CHALLENGE 1 – Which publisher does the book pitch excerpt give for Life's A Pitch?
CHALLENGE 2 – From the book pitch excerpt, copy the passage that begins at the words "Thing is, we" and ends after "difference that matters.".
CHALLENGE 3 – Name every person mentioned in the book pitch excerpt.

EXCERPT TO READ –
☆ ☆ ☆ ☆ ☆ ☆ ☆

Each of the books - one by Stephen Bayley and Roger Mavity, and the other by Philip Delves Broughton, which came out this year - aim to give readers a unique insight into the pitching process. Here, the authors get a chance to practice what they preach and pitch their books.
Stephen Bayley and Roger Mavity
Life's A Pitch, published by Bantam Press
We had a brief for ourselves. Write a book that took an emotional view of business and a businesslike view of the emotions. We aimed for originality, but certainly had our heroes from the past. Machiavelli, of course. Not just because he was devious, cynical and very effective, but because he was one of the first modern thinkers. Machiavelli, a true product of the Renaissance, knew that we are in charge of our personal destinies. Or Dale Carnegie. We hoot with derision at his famous book How To Win Friends And Influence People. But who on earth would not want to do what it says in the title?
Thing is, we believe a pitch is not just winning business in an airless meeting room. All of life is one long - wonderful and agonising - transaction. Hence our title. The date that leads to a passionate affair or even marriage is a pitch. That career interview is a pitch. Every time we meet someone, we are pitching. It's a competitive world, so learn how to be first, best or, if all else fails, different. Design yourself into a better, smarter, more interesting person. Get noticed! Make other people say "Yes". Win life's battles in business, at home and over lunch. Whoever could ignore such a book?
Philip Delves Broughton's book is a brilliant account of how other people became successful. Ours is different: it's a brilliant account of how you can be successful yourself. This is a difference that matters.
Life is not a pattern of slowly evolving improvement. It's a series of long fallow patches when not much happens. Then, suddenly, there are moments of crucial change. How you handle these moments affects the rest of your life.

☆ ☆ ☆ ☆ ☆ ☆ ☆

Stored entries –
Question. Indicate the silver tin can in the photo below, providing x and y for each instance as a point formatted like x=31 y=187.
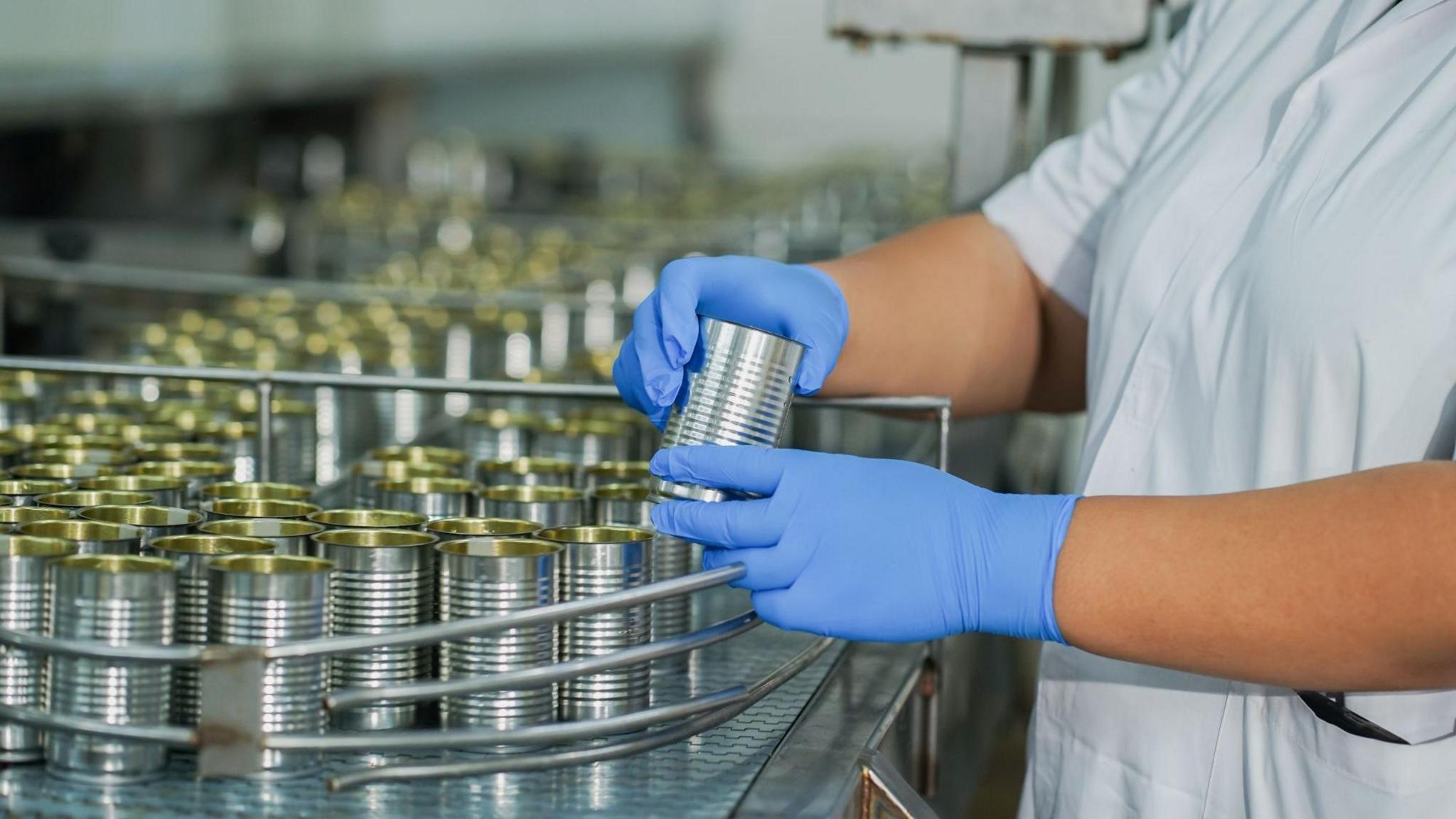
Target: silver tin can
x=76 y=500
x=385 y=582
x=629 y=505
x=191 y=554
x=487 y=577
x=739 y=387
x=289 y=537
x=550 y=506
x=165 y=491
x=91 y=537
x=279 y=509
x=154 y=520
x=528 y=473
x=369 y=519
x=599 y=560
x=269 y=601
x=481 y=528
x=433 y=498
x=119 y=601
x=498 y=434
x=23 y=491
x=22 y=608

☆ ☆ ☆ ☆ ☆ ☆ ☆

WORKED ANSWER 1 – Bantam Press

WORKED ANSWER 2 –
Thing is, we believe a pitch is not just winning business in an airless meeting room. All of life is one long - wonderful and agonising - transaction. Hence our title. The date that leads to a passionate affair or even marriage is a pitch. That career interview is a pitch. Every time we meet someone, we are pitching. It's a competitive world, so learn how to be first, best or, if all else fails, different. Design yourself into a better, smarter, more interesting person. Get noticed! Make other people say "Yes". Win life's battles in business, at home and over lunch. Whoever could ignore such a book?
Philip Delves Broughton's book is a brilliant account of how other people became successful. Ours is different: it's a brilliant account of how you can be successful yourself. This is a difference that matters.

WORKED ANSWER 3 – Stephen Bayley, Roger Mavity, Philip Delves Broughton, Machiavelli, Dale Carnegie